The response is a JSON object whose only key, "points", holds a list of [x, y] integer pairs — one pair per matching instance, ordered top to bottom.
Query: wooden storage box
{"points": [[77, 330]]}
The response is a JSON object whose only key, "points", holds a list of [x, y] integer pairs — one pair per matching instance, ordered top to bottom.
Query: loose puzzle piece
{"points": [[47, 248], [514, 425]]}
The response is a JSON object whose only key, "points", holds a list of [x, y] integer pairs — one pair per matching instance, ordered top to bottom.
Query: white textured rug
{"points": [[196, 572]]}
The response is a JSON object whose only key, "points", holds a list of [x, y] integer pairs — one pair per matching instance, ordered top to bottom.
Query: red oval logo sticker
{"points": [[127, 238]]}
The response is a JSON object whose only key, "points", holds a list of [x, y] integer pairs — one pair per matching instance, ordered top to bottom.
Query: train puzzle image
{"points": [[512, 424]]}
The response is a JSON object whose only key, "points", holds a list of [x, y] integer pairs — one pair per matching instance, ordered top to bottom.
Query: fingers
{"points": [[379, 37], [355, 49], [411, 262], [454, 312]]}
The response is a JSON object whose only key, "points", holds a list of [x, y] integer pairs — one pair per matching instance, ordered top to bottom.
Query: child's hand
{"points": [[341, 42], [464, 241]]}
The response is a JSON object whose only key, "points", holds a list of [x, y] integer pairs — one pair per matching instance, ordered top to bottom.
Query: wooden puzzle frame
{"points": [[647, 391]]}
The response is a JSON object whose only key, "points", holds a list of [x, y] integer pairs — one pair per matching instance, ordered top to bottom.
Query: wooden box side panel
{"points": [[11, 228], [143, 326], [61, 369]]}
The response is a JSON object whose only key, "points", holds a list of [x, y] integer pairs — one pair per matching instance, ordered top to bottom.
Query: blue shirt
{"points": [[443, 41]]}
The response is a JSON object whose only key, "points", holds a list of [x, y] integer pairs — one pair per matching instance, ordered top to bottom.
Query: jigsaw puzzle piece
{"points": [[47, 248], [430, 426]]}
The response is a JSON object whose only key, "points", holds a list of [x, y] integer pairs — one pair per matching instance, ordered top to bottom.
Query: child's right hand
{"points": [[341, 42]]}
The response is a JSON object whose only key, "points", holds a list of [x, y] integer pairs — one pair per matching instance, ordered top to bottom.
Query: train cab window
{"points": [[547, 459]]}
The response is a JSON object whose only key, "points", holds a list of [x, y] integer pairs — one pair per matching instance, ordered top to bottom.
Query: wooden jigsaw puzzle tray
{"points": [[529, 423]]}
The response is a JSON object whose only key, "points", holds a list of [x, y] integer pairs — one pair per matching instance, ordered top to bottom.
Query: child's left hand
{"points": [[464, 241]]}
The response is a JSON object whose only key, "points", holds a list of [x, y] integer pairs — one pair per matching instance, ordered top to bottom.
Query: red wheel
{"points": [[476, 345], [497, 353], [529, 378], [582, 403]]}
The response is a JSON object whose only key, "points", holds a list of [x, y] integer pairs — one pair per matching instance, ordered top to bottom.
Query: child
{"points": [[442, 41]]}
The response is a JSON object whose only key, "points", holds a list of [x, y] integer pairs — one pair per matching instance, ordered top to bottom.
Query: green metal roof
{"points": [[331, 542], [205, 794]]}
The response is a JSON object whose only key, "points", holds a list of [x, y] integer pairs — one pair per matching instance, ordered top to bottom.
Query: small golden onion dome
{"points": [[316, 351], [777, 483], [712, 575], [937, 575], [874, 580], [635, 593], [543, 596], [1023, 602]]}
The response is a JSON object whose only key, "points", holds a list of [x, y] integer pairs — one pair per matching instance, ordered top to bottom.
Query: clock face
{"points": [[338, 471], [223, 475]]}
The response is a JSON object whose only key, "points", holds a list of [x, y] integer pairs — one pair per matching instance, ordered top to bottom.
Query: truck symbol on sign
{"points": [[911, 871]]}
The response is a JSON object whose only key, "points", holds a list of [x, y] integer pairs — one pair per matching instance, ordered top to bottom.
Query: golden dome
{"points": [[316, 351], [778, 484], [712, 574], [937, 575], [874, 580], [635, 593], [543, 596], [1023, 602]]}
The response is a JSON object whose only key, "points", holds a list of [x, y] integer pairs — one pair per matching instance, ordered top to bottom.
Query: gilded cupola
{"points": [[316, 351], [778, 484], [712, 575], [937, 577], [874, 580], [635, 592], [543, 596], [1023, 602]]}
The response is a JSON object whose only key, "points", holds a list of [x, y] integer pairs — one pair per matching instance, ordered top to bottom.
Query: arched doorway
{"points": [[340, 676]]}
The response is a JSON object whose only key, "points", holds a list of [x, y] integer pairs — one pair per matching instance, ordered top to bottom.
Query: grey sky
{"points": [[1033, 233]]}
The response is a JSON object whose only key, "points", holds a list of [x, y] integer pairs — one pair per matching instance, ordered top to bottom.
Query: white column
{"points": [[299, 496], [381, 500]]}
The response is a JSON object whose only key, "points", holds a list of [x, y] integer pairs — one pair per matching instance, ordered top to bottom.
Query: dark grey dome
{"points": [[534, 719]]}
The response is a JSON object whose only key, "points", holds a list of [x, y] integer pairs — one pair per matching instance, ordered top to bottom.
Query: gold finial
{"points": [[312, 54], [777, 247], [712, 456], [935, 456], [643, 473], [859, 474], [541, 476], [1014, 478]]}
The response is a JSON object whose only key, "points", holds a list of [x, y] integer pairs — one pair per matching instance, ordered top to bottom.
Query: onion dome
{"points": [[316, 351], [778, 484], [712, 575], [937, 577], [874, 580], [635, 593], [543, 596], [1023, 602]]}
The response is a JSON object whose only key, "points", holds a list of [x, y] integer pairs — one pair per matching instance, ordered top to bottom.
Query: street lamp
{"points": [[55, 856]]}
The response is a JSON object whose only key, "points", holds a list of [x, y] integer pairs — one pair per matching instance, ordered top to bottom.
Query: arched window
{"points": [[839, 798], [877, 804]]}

-.-.-

**Your instructions:**
Copy out in full each line above that contains the string "child". Treat capital and small letters as different.

**Result of this exercise:**
Query: child's hand
Query: child's right hand
Query: child's left hand
Query: child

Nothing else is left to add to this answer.